- [REQUESTS]:
(1) Please write out the part of the blog post that opens with the words containing "It is late Saturday" and closes with "9pm and 1am.".
(2) Turn the paragraph of the blog post beginning "My Eje (honorable term" into a short list that keeps its main facts.

- [TEXT]:
"If we have no peace, it is because we have forgotten that we belong to each other." -Mother Teresa

Saturday, June 16, 2012


A thunderstorm booms just outside a small corner of the world I call my room. Turning the lights on would only interrupt the natural show of luminosity unfolding before my eyes. What an incredibly powerful show of might, a thunderstorm.  Many people are easily frightened by this illustration of booming sounds and light. However, thunderstorms always cause me to think. I remember back to the most incredible thunderstorm I’ve witnessed to date. I happened to be on a plane flying down the east coast, over the Atlantic Ocean to the Dominican Republic. I watched below me as the blanket of clouds lit up in swift sparks of lightening striking one strand after another in a rapid armed battle on the ocean. I imagine this is what a nighttime battle looks like. Flashes of light as the opposing sides open fire on each other. So there I had it, the clouds at war over the ocean, with only the beams of lightening to use as ammunition. For over an hour, I gazed wondrously at the most astonishing natural light show known to man.

It is late Saturday night in Peervomaiskey, a small village in rural Kyrgyzstan, which I temporarily call home. The baby boy (whom I refer to as “tamposhka” meaning “cute, chubby baby”) wails in the room next door, I assume from the booming of the thunder. The faint sound of Kyrgyz pop music drones down the hall from the kitchen where Erbol, the 9-year-old boy and his 13-year-old cousin are almost certainly playing a game of chess. My Kyrgyz family, including the children, typically stay up late, often past midnight. The overwhelming majority of Kyrgyz families do not eat their last meal of the day until somewhere between the hours of 9pm and 1am.

My Eje (honorable term referring to women older then yourself, also meaning “older sister”) is attempting to distract the sweet Tamposhka from his tears by singing to him a sweet Kyrgyz song which I can only assume is a lullaby. In Kyrgyzstan, the women are allowed 3 years of maternity leave after they give birth. In a conversation about professions with my Eje, she informed me that she is a Russian language teacher meanwhile explaining the “3 years off” standard to me. After which, she asked me how long women in the states are allowed for maternity leave. She was astounded when she heard my response. She thought I must’ve been pronouncing my words incorrectly (which routinely happens…) or I was confusing the words for “year” and “month”. When I assured her I indeed was not, she simply gasped and shook her head.

- [STORED ROWS]:
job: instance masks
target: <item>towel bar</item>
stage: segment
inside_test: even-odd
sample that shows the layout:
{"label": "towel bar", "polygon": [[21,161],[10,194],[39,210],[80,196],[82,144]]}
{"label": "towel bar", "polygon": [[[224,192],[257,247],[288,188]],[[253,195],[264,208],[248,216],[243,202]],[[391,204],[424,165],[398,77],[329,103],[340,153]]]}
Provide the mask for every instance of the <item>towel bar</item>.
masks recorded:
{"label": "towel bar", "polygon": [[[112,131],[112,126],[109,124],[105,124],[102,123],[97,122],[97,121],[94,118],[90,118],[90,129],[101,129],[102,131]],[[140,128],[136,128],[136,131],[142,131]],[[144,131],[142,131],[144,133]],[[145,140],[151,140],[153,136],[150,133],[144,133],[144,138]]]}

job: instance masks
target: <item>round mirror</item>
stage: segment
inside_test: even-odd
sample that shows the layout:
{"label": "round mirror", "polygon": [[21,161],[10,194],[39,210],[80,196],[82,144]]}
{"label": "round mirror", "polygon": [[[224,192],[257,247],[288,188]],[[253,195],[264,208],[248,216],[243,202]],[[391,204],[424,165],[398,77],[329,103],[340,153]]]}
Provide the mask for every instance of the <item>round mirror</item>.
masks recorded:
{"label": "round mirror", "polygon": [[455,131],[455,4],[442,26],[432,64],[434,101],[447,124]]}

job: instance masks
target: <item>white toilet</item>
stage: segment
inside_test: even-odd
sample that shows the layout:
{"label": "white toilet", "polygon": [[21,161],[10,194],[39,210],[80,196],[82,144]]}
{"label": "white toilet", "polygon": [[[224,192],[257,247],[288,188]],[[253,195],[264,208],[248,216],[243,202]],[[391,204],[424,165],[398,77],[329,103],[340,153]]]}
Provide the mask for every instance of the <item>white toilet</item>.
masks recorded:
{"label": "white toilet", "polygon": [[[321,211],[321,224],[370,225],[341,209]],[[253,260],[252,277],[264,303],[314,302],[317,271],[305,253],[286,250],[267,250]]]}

---

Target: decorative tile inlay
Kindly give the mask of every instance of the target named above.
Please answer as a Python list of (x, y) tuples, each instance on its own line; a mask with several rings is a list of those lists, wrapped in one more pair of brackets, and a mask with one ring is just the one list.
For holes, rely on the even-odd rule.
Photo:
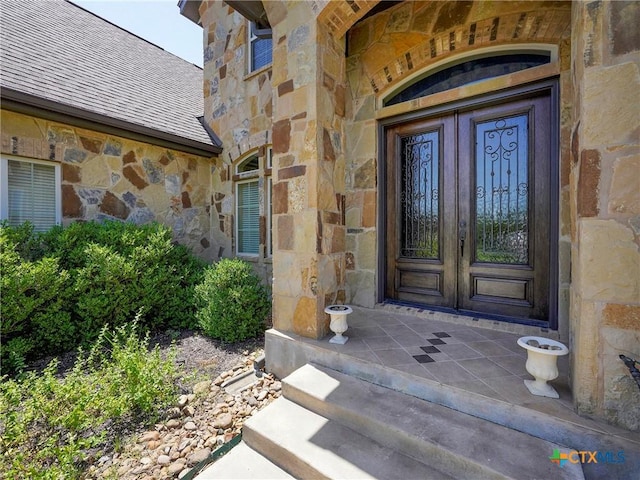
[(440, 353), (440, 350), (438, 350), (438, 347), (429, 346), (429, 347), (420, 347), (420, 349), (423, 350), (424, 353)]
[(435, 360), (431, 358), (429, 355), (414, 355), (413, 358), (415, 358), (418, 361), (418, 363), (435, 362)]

- [TASK-BY-TASK ANSWERS]:
(1)
It is late Saturday night in Peervomaiskey, a small village in rural Kyrgyzstan, which I temporarily call home. The baby boy (whom I refer to as “tamposhka” meaning “cute, chubby baby”) wails in the room next door, I assume from the booming of the thunder. The faint sound of Kyrgyz pop music drones down the hall from the kitchen where Erbol, the 9-year-old boy and his 13-year-old cousin are almost certainly playing a game of chess. My Kyrgyz family, including the children, typically stay up late, often past midnight. The overwhelming majority of Kyrgyz families do not eat their last meal of the day until somewhere between the hours of 9pm and 1am.

(2)
- The Eje (an honorable term for women older than yourself, also meaning "older sister") tries to calm the crying Tamposhka by singing him a sweet Kyrgyz song, probably a lullaby.
- In Kyrgyzstan, women get 3 years of maternity leave after giving birth.
- In a talk about professions, the Eje said she is a Russian language teacher and explained the "3 years off" standard.
- She asked how much maternity leave women in the states get and was astounded by the answer.
- She thought the writer was mispronouncing words or mixing up "year" and "month."
- When assured this was not the case, she gasped and shook her head.